MSU President Stanley elaborates on topics in his January 2022 Spartan Community Letter
Michigan State University President Samuel L. Stanley Jr., M.D. elaborates on topics he discusses in his January 2022 Spartan Community Letter.
MSU's excellence is a product of our long presence in the communities we serve. This week, MSU proudly joined the Charles Stewart Mott Foundation in Flint to announce a $25 million grant to support the expansion of the MSU College of Human Medicine’s public health research and educational programs there. This month also marks the first anniversary of another notable partnership focused on supporting healthcare in Michigan communities. Last year, MSU joined Detroit's Henry Ford Health System in a 30-year collaboration inspired by a bold vision to discover and advance a new standard of health to help transform the lives of people in Detroit and beyond.
“They really are critical programs for the university that have brought great distinction to the university as well as made a huge impact to communities across the state of Michigan,” says President Stanley. “The Mott Foundation has been a really crucial partner in our work over the years to support the Flint community. And this grant really follows up on the Foundation's support over really a 10-year period and is designed to really help us develop a new model for improving public health outcomes.
“We're going to be able to support the addition of approximately 18 tenure system faculty members, boosting the program to more than 25 tenure track faculty and approximately 70 faculty members overall. And a community partner advisory committee will help determine priority public health areas for the program's recruiting focus. And this has been a really important part of this work in Flint. It involves the community and shows how important our community partners are in getting this work done.

◆ Data provided:
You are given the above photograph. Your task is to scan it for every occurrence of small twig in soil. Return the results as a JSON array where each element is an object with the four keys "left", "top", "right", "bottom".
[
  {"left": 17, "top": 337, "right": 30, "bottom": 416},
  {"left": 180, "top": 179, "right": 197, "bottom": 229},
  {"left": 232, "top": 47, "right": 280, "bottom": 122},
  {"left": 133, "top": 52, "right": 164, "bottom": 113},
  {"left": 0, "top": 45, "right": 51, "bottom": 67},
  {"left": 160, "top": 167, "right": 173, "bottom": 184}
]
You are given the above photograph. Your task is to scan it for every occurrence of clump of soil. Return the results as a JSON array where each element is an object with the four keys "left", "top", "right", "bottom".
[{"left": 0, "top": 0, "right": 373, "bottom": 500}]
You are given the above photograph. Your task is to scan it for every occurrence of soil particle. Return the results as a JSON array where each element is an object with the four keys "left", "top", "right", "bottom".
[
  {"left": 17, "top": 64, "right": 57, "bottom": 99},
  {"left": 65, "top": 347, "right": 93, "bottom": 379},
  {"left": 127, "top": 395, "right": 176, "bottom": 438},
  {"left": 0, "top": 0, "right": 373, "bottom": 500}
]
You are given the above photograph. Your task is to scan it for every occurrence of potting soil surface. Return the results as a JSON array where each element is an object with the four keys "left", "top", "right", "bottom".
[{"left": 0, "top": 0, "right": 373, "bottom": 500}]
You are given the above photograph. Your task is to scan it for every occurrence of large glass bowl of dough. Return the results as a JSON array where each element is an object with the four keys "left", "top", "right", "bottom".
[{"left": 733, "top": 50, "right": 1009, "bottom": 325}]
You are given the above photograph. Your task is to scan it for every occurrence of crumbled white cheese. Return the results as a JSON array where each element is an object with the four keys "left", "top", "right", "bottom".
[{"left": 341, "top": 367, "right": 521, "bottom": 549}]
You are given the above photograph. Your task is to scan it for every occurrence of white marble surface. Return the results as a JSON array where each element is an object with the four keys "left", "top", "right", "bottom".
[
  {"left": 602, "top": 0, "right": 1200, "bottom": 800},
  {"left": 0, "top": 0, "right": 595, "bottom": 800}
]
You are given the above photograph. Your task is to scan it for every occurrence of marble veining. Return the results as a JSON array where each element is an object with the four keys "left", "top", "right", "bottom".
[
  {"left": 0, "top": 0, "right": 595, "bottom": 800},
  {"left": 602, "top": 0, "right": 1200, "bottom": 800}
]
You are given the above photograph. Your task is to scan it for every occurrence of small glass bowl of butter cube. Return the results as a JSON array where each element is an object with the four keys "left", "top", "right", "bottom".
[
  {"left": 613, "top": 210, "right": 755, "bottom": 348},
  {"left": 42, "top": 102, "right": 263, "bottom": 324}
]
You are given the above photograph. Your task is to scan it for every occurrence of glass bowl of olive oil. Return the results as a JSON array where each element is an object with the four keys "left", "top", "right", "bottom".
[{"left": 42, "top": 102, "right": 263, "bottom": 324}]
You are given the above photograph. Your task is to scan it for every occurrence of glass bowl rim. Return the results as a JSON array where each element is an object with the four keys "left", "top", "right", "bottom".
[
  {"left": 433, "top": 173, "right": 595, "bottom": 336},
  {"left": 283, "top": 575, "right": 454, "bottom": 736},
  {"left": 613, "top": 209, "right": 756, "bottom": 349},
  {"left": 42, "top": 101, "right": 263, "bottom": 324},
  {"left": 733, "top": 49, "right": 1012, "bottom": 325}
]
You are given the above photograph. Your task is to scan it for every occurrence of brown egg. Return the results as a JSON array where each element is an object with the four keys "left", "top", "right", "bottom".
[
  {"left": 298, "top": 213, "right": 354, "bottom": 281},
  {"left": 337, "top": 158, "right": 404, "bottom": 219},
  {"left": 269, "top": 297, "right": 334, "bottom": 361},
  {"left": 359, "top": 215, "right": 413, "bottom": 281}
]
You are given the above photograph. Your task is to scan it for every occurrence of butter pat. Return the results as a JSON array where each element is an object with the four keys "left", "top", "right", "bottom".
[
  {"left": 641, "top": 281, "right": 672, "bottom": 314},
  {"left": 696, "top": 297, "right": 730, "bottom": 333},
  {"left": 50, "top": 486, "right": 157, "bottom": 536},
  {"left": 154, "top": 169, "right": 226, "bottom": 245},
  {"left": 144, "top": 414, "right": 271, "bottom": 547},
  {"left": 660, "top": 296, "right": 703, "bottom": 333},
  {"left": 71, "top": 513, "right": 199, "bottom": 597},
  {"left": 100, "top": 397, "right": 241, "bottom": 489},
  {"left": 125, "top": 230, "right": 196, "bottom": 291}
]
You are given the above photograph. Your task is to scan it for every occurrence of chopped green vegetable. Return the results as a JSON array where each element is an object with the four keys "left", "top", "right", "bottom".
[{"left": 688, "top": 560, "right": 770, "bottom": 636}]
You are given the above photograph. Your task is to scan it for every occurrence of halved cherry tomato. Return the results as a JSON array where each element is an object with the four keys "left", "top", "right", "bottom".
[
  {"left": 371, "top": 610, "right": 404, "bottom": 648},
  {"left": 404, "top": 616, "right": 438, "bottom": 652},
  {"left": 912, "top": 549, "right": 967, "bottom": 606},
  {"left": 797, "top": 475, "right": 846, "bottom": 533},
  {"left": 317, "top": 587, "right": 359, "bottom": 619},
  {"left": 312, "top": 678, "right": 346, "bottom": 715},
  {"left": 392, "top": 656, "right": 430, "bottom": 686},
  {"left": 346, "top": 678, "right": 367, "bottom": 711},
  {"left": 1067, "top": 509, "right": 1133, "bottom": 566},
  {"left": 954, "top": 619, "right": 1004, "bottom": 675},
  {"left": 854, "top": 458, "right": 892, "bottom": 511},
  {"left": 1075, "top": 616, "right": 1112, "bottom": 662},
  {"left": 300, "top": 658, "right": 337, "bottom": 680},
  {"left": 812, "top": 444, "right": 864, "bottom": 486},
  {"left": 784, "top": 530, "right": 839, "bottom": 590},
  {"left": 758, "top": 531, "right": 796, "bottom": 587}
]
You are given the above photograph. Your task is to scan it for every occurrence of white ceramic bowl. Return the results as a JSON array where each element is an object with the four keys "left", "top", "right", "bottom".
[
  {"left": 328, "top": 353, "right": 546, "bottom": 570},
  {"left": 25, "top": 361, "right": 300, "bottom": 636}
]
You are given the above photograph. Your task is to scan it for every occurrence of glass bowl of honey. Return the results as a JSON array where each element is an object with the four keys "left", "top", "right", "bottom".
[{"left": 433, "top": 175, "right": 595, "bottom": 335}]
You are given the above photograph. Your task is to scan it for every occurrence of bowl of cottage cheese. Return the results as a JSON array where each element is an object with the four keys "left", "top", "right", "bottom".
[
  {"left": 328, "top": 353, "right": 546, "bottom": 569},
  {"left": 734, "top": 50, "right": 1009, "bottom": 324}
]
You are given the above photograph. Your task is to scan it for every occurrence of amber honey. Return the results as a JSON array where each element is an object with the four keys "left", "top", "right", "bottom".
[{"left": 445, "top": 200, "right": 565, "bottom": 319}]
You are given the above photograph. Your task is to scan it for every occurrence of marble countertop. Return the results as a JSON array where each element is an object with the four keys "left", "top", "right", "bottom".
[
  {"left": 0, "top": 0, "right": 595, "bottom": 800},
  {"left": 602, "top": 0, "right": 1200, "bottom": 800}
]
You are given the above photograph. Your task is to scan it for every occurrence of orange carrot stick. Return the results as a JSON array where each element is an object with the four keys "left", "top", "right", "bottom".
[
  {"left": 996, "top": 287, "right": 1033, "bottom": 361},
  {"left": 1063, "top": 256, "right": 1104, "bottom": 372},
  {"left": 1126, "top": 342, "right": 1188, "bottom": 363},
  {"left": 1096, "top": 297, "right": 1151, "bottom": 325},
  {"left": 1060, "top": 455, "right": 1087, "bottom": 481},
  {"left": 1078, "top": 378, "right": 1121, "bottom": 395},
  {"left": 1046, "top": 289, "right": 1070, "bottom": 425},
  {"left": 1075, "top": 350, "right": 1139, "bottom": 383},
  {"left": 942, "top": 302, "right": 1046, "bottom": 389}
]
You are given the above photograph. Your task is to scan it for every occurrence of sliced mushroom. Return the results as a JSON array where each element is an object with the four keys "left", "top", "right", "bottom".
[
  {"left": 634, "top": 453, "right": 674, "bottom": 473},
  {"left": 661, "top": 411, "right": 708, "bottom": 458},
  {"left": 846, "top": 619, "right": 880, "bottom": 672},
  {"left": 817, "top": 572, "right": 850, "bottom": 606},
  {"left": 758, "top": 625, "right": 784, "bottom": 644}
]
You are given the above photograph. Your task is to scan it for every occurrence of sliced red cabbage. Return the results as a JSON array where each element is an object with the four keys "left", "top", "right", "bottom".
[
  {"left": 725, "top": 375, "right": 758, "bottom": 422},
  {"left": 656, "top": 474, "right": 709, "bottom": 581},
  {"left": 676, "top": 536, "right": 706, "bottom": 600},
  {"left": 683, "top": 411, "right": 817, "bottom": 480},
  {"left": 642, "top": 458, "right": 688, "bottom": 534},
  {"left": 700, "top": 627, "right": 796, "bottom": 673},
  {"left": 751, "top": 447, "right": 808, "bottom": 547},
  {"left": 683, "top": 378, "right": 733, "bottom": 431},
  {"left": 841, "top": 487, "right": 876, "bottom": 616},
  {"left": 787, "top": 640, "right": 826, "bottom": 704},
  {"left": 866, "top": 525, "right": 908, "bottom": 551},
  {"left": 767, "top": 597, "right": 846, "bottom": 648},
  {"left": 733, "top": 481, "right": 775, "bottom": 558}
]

◆ Assignment 1:
Rewrite the passage on President Stanley's community letter, starting with "MSU President Stanley" and going on through "Detroit and beyond.", with "Spartan Community Letter" replaced by "Spartan Community Message".
◆ Assignment 2:
Carry the passage on President Stanley's community letter forward from its last sentence.

◆ Final answer 1:
MSU President Stanley elaborates on topics in his January 2022 Spartan Community Message
Michigan State University President Samuel L. Stanley Jr., M.D. elaborates on topics he discusses in his January 2022 Spartan Community Message.
MSU's excellence is a product of our long presence in the communities we serve. This week, MSU proudly joined the Charles Stewart Mott Foundation in Flint to announce a $25 million grant to support the expansion of the MSU College of Human Medicine’s public health research and educational programs there. This month also marks the first anniversary of another notable partnership focused on supporting healthcare in Michigan communities. Last year, MSU joined Detroit's Henry Ford Health System in a 30-year collaboration inspired by a bold vision to discover and advance a new standard of health to help transform the lives of people in Detroit and beyond.

◆ Final answer 2:
“And it's not a question where we're coming to them and saying here's the problem we'll help you with. It's rather a partnership where they're talking to us about what are the needs of the community, and then we're working together to develop programs that can make a difference in these areas of priority public health issues.
“The Henry Ford partnership is something we're very excited about. This is a 30-year collaboration that we're working together on inspired by a really bold vision. And that's to really discover and advance a new standard of health to help transform the lives of people in Detroit, Southeast Michigan, and beyond. And I think we're making significant progress already.
“Our plans include building on our joint cancer research task force to increase research that opens up new opportunities for collaboration and innovation. And we're really trying to lay the groundwork for seeking designation by the National Cancer Institute, known as the NCI, for us to create a comprehensive cancer center in or around Henry Ford's Detroit campus.
“We're doing education work as well that's really critical for us. Some of our students who are third- and fourth-year medical students from the Colleges of both Human and Osteopathic Medicine are going to be doing their training programs at Henry Ford Hospital. And the MSU College of Nursing will also offer professional development opportunities for Henry Ford employees. Nurses there can have additional professional development opportunities.
“We also have partnership goals in the areas of diversity, equity, inclusion, and justice. And we're working on ways to define paths for addressing health equity and health disparities through our partnership, particularly in cancer care. As we've seen before with the pandemic, there are huge differences in healthcare outcomes in rural areas versus urban areas and in urban areas versus suburban areas. And what we want to do is really try to get rid of those gaps and make sure that health disparities are not contributing to poor health outcomes in the state of Michigan.
“So, the Henry Ford partnership and the work we're doing with the Mott Foundation and others throughout the state of Michigan is designed to really help us have an impact on healthcare and health outcomes in a broad swath of the population of the state.”
At MSU, an important facet of maintaining a healthy and caring community is represented by a new effort based on one of the actions in our Relationship Violence and Sexual Misconduct Strategic Plan. Can you talk about the Support More Initiative?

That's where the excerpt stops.